ARBEITSAUFTRAG 1
Beantworte die folgenden Fragen zum Textauszug über die Ausstellung im Ernst-Barlach-Haus:
(a) Woraus entstanden die weißen Blüten der Rosensträucher?
(b) Wie viele alte Fernsehtruhen stehen in dem anderen Raum?
(c) In welcher Wüste hat der Künstler die großen Gemälde gemalt?
ARBEITSAUFTRAG 2
Fasse den Absatz des Textauszugs, der mit „Rösel selbst sieht alles spielerisch“ beginnt, kürzer zusammen und behalte die wichtigsten Fakten bei.
ARBEITSAUFTRAG 3
Führe den Text über die Ausstellung im Ernst-Barlach-Haus dort weiter, wo er aufhört.

TEXTAUSZUG
# # # #

Der Weg zum Hamburger Ernst-Barlach-Haus führt durch den Jenischpark mit seinen prächtigen exotischen Bäumen. Drinnen im überdachten Innenhof überrascht ein Seerosenteich ohne Wasser. Die Pflanzen wachsen auf dem Steinboden. Der Künstler Peter Rösel von der Kunsthochschule Berlin-Weißensee hat die Rosensträucher aus grünen Uniformen deutscher Polizeibeamter gefertigt. Teile der Mützen ergaben die weißen Blüten. Wer genau hinsieht, kann Nähte und Knöpfe erkennen, die bewußt nicht versteckt wurden. Der Baum »Moringa« wächst skurril mit dicken bauchigen Stämmen, hellbraun – auch er ist aus Polizeiuniformen genäht. Sogar aus dem Hosenschlitz wuchern Triebe mit kleinen grünen Blättchen. Das sollte keineswegs als Polizeikritik verstanden werden, meint der Künstler. Uniformen der Bundeswehr wären genauso geeignet. Auch aus Waffen ließe sich eine Installation herstellen.
Rösel selbst sieht alles spielerisch. Das zeigt ein anderer Raum. Hier stehen drei alte Fernsehtruhen aus Holz, die der Ausstellung den Namen gaben: »Tizian, Rembrandt, Leonardo – Spezial Automatic«. Die Truhen mit den Maler-Namen haben neue Eingeweide bekommen: die Video- und Beamer-Technik, die eine Wespe in einen Spielzeughubschrauber zaubert. Alles bewegt sich, flirrt, ein »Fluginsekt in einem Flugobjekt« – kann aber nicht weg. Ein kurzes Digitalvideo ohne Ton, die Wespe summt nicht. Alles zu artifiziell, technikverliebt.
Wieder anders: sehr große Gemälde, auf denen man Wüste sieht und viel Himmel. Der in Deutschland geborene Künstler wuchs in Marokko und im Irak auf. Die Bilder sollen Täuschungen täuschend echt widerspiegeln, sein »Fata Morgana Painting Projekt«. In der Wüste Namibias hat er keine Fotos aufgenommen, alles ist gemalt. Sehr blaß die Farben, kalt der Eindruck. Die Bilder tragen als Titel die genaue Position auf der Erde mit den Koordinaten des Global Positioning System, wo der Künstler sich beim Malen befand.

# # # #

ENTNOMMENES MATERIAL
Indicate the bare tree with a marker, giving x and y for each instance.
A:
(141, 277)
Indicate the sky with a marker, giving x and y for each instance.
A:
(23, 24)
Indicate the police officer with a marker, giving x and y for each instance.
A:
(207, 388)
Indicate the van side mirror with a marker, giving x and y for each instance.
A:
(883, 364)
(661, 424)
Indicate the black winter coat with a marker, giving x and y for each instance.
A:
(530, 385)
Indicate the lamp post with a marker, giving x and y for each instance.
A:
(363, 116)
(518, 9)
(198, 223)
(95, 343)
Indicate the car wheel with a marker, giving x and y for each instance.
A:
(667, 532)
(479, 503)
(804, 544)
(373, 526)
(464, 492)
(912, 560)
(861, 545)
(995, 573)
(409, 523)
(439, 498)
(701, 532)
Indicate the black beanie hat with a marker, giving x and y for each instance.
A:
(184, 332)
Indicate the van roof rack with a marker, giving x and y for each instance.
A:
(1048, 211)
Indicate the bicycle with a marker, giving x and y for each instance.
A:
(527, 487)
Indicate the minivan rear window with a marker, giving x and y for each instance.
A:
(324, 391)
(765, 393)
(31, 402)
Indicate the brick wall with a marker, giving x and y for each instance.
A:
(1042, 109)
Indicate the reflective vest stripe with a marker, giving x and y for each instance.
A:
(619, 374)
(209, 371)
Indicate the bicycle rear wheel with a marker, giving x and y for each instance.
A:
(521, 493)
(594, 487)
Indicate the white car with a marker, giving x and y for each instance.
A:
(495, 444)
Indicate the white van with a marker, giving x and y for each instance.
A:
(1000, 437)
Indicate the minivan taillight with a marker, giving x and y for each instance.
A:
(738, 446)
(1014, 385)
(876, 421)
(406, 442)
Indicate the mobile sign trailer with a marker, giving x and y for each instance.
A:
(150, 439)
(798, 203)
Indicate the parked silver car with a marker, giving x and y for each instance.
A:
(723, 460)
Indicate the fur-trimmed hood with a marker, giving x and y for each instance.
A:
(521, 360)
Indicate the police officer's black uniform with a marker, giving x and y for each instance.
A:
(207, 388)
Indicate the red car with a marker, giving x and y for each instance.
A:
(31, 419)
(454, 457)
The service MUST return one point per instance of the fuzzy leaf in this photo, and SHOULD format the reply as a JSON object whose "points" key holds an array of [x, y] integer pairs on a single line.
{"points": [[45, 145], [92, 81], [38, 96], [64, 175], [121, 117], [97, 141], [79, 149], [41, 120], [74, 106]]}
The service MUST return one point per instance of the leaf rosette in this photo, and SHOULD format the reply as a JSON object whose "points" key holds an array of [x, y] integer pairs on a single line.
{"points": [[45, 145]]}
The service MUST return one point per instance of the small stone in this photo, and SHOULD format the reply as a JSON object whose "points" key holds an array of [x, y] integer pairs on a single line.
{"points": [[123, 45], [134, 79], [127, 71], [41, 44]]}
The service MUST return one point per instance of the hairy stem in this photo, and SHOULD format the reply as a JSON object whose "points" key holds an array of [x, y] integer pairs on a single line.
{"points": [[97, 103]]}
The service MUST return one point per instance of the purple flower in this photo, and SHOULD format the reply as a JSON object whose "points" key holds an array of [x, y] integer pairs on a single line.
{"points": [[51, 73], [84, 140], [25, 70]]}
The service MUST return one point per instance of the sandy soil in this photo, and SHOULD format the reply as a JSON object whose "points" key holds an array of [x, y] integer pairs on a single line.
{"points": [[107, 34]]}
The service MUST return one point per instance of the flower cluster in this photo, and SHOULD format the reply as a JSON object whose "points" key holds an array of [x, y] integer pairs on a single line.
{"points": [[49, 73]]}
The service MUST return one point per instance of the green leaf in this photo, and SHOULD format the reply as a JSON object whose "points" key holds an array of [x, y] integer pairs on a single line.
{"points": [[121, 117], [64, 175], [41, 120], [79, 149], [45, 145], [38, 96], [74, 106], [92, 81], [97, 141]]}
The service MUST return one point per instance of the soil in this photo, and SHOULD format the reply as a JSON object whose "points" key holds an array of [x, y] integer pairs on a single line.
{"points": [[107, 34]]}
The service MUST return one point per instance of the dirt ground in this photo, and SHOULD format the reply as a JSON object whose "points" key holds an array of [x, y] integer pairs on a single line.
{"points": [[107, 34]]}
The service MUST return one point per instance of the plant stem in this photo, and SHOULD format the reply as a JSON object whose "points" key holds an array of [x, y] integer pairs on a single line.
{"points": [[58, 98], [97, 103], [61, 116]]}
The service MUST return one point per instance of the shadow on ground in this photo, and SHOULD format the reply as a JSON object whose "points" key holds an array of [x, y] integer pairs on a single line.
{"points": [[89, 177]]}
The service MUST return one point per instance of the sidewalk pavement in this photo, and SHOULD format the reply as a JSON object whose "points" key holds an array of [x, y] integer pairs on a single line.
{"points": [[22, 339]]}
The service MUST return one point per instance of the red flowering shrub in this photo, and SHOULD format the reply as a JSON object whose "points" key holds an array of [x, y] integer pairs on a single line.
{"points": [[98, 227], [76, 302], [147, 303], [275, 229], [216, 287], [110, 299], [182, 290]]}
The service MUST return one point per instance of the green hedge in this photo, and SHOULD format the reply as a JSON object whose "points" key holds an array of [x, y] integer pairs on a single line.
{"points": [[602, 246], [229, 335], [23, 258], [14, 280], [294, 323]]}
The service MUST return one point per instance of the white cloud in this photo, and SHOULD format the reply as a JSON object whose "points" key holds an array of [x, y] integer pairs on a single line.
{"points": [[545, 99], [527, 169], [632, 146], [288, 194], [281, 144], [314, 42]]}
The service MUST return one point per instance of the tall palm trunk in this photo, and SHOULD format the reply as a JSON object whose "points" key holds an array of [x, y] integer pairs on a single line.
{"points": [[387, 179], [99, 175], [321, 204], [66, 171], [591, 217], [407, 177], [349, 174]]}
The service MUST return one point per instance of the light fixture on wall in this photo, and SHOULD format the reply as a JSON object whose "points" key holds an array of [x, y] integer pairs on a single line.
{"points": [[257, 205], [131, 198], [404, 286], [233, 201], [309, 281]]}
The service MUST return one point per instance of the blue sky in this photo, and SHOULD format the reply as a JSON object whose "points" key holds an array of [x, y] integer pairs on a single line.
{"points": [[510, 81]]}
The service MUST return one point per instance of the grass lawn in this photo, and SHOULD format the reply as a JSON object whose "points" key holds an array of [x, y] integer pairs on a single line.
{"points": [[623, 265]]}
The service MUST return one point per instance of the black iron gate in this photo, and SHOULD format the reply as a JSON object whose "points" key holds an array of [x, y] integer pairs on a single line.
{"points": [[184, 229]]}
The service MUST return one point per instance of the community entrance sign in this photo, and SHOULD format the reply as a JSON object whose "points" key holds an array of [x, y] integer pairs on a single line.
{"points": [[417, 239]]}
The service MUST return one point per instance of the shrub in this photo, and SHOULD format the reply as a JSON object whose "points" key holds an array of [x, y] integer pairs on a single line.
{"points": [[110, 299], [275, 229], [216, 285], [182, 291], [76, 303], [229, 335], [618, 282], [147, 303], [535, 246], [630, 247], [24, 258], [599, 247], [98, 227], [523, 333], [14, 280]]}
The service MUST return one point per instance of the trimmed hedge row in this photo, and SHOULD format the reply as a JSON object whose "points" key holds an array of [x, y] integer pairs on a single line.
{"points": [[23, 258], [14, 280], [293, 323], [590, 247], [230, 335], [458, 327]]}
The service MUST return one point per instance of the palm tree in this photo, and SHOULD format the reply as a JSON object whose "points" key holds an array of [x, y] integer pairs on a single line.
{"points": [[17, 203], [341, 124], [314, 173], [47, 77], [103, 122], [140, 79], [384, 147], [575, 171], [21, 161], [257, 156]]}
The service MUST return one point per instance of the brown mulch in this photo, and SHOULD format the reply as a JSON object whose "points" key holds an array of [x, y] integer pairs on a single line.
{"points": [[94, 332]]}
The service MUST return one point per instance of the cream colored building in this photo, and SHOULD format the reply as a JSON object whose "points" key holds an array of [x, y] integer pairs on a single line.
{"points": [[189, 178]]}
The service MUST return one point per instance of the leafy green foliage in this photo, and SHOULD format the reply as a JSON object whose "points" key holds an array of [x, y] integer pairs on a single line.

# # # #

ERGEBNIS 1
(a) Aus Teilen der Mützen deutscher Polizeibeamter.
(b) Drei.
(c) In der Wüste Namibias.

ERGEBNIS 2
Rösel sieht alles spielerisch. Das zeigt ein anderer Raum mit drei alten hölzernen Fernsehtruhen. Sie tragen Maler-Namen und gaben der Ausstellung ihren Titel »Tizian, Rembrandt, Leonardo – Spezial Automatic«. Eingebaute Video- und Beamer-Technik zeigt darin eine Wespe in einem Spielzeughubschrauber. Sie bewegt sich, kann aber nicht weg. Das kurze Digitalvideo hat keinen Ton. Der Eindruck ist zu artifiziell und technikverliebt.

ERGEBNIS 3
In einem großen Raum, »Heimatmuseum« genannt, liegen Geldscheine, Glühbirnen, Telefonbücher. Die Geldscheine sind Dollars aus Simbabwe, mit Buntstiftzeichnungen verziert. Diese Scheine, 2007 und 2008 ausgegeben, dokumentieren den Werteverlust. Ein Trickfilm mit dem Titel: »I promise« gehört dazu. Was geschah mit dieser Bürgschaft, die auf jedem Geldschein prangt? Am Horizont klettern Ziffern ins Irreale und stürzen ab wie die kleinen Männchen im Animationsfilm. Das Dokument einer Krise.
»Ohne Titel«: zwei antiquierte Telefonbänkchen mit je einem Telefonbuch darauf. Beide aus Berlin. Das vom Jahr 1941 ist dick und rot und mit Hakenkreuzemblem versehen. Das andere, extrem dünn und blaßgelb mit Berliner Wappen, wurde 1945 gedruckt. Dazwischen der Krieg, Vernichtung von Menschen und Wohnungen, Deportationen. Wer hatte da ein Telefon?
Die Lichtinstallation »100 y« entstand im Jahr 2009 zur »deutsch-deutschen Freiheitsfeier«. Zum 20. Jahrestag des »Mauerfalls«, als beschlossen wurde, bis zum Jahr 2012 die Glühbirne abzuschaffen. Rösel stellt Kartons mit 900 DDR-Glühbirnen der Marke »Narva« aus. Ein Betrieb, den Birgit Breuel (»Treuhandanstalt«) nachhaltig und mythenträchtig vernichtete, um die Konkurrenz für Osram und Philips abzuschaffen; Günter Grass (»Ein weites Feld«) hat sich dieses Skandals angenommen. Eine alte 15-Watt-Klarglasglühbirne brennt tausend Stunden lang. Die andern liegen verpackt in aufeinandergetürmten Originalkartons als Energiespeicher – der verboten wurde. Hundert Jahre lang können sie brennen.
In einer Nische, vom Oberlicht bestrahlt, eine Dornenhecke. Aus Stacheldraht, der mit seinen Dornen um die Ecke drängt. Kein NATO-Draht, der wird in Gorleben gebraucht. Alles ist grün überzogen, auch Blättchen, wieder aus dem Uniformmaterial. Daran kleine magentafarbene zartfiedrige Blüten und Knospen – aus Unterwäsche gezupft. Der Eindruck überwältigt. Diese Dornenhecke könnte eine Kirche zieren.
Ausstellung bis 9. Januar 2011. Der Katalog mit 108 Seiten kostet 19.80 Euro.